**Work request 1**
In the blog post about taking pills for a medical study, on what day of the week does the writer start a new packet?
**Work request 2**
Write the next part of the blog post about taking pills for a medical study, picking up after its final sentence.

Thursday, July 17, 2008

Guinea pig

An American couple from Massachusetts, traveling as tourists in the snowy wastes of Alaska, meet up with an Eskimo man and his wife, living in a primitive hut.

Eskimos: We've heard a lot about Massachusetts, because our eldest son has spent the last few years in the post-graduate anthropological research department at Harvard.

Tourists: Really? How marvelous! What exactly is he studying?

Eskimos: No, he's not studying anything. He's being studied.

Me, too, I'm being studied... by the prestigious French medical research organization called Inserm. A few years ago, after a strenuous incident that consisted of my dragging unaided my runaway ram out of the rushing waters of the River Bourne, I was the victim of a minor cerebral accident that manifested itself (and still does) by a slight numbness in the tip of my right thumb. I referred briefly to this affair in my article of 4 January 2007 entitled Best wishes for eternal health [display]. Well, ever since then, in the interests of medical research, I've been consuming a daily dose of two fat pills. They're wrapped in weekly packets, referred to as blisters, as shown here:

I have a huge supply of these packets in a cardboard box that I keep in my refrigerator, and I start a new packet each Monday. Throughout the week, I cannot possibly forget to take the pills, because they function as a kind of primitive calendar... which takes a bit of getting used to. For example, when I see that the two left columns are empty, that means that either it's Tuesday afternoon, or else it's Wednesday morning and I haven't yet consumed my daily dose. OK, it's not rocket science, but it's better than making notches in a stick. And I can always confirm my intuitive awareness of the current date by calling upon my faithful Macintosh. [Some readers are likely to wonder: Why don't you use your computer for this purpose right from the start? All I can reply to people who ask such questions is that they are obviously insensitive to the joy of the daily consumption of pills.]

Now, the hitch in my job as a guinea pig is that I don't really know what I'm consuming. Theoretically, the big yellowish pills could well contain omega-3, and the smaller reddish ones, a mixture of vitamins. But either of them might be placebos. So, I won't normally know the objective truth until the end of the experiment, scheduled to last for several years.

**Supplied entries**
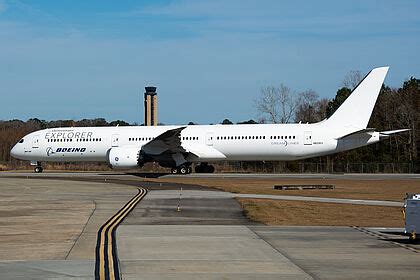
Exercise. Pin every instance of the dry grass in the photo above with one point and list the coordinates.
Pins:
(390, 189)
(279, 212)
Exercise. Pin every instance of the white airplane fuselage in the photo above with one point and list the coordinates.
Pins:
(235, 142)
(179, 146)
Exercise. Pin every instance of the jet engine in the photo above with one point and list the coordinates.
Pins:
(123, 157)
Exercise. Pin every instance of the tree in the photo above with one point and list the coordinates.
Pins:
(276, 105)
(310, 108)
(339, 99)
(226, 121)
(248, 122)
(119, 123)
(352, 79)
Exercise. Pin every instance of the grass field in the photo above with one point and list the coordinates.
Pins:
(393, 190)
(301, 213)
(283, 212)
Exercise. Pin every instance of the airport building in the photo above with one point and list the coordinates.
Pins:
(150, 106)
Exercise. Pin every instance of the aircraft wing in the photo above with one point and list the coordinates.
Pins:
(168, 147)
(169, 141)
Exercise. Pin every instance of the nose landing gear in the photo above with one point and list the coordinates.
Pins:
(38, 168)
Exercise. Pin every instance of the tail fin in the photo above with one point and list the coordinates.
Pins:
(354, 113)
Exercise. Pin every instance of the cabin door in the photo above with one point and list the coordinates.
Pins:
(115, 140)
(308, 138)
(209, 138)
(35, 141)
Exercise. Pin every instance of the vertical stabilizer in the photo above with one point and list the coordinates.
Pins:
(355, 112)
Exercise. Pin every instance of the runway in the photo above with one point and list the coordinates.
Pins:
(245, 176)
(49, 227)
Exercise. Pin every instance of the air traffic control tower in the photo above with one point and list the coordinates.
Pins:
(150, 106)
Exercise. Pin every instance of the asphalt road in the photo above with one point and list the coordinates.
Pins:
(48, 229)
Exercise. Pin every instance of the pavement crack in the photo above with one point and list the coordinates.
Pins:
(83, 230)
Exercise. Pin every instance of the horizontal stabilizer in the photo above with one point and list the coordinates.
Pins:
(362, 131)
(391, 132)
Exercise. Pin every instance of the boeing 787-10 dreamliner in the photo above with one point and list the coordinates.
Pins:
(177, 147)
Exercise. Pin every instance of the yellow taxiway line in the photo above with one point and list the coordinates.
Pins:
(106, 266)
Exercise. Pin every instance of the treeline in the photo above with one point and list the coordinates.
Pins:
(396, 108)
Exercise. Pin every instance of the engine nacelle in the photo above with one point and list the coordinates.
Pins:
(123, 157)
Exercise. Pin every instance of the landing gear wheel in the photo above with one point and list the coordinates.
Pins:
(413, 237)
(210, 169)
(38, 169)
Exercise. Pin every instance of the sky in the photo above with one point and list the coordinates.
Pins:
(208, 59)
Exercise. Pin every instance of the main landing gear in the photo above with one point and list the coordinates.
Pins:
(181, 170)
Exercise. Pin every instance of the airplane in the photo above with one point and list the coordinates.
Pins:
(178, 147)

**Reply 1**
Monday.

**Reply 2**
The most interesting aspect of this affair is that I meet up with a representative of the organization every summer, at a local hospital, for a kind of checkup. Whenever they phone me up, two or three times a year, the researcher (generally a female with an African accent) always seems to be surprised, first, that I'm apparently in excellent health and, second, that I haven't yet got fed up with taking their pills. Yesterday, I couldn't resist the temptation to invent reasons to explain to the lady on the phone why I've never missed out a single day of their pills:

"I'm not supposed to know whether there are active ingredients in my particular pills, or simply placebos. But I've been convinced for ages that you're giving me the real stuff, and that it's doing me good. For me, that knowledge is intuitive and mysterious, and I can't explain what's happening. It's as if I were to see a vision, say, of the Virgin Mary. But it's clear and certain in my mind. Sometimes, around midday, I feel slightly sick and drowsy. Then I realize that I haven't yet taken my daily dose. I only have to gulp down the two precious pills and, within twenty minutes, I'm back in perfect form. It's a true miracle."

During my forthcoming checkup, I imagine they might decide to scrutinize me carefully for advanced signs of dementia.

Meanwhile, in Sydney, Benedict XVI has just visited the memorial chapel of a local nun, named Mary MacKillop [1842-1909], who's on the fast track towards canonization. Click the photo to visit a web article about this humble individual, whose claim to fame is that she created a new order for nuns specializing in free Catholic education for country kids.

Apparently, she already has one cancer-oriented miracle in her posthumous curriculum vitae, but she needs a second one to acquire full-blown sainthood. I'm looking into the idea that maybe I could lend Mother Mary a hand through the above-mentioned pills revelation. It's an undeniable fact that the pills started to exert their miraculous effect upon me when I was out in Sydney in August 2006. I think I should start out by sending a friendly email on this question to the pope.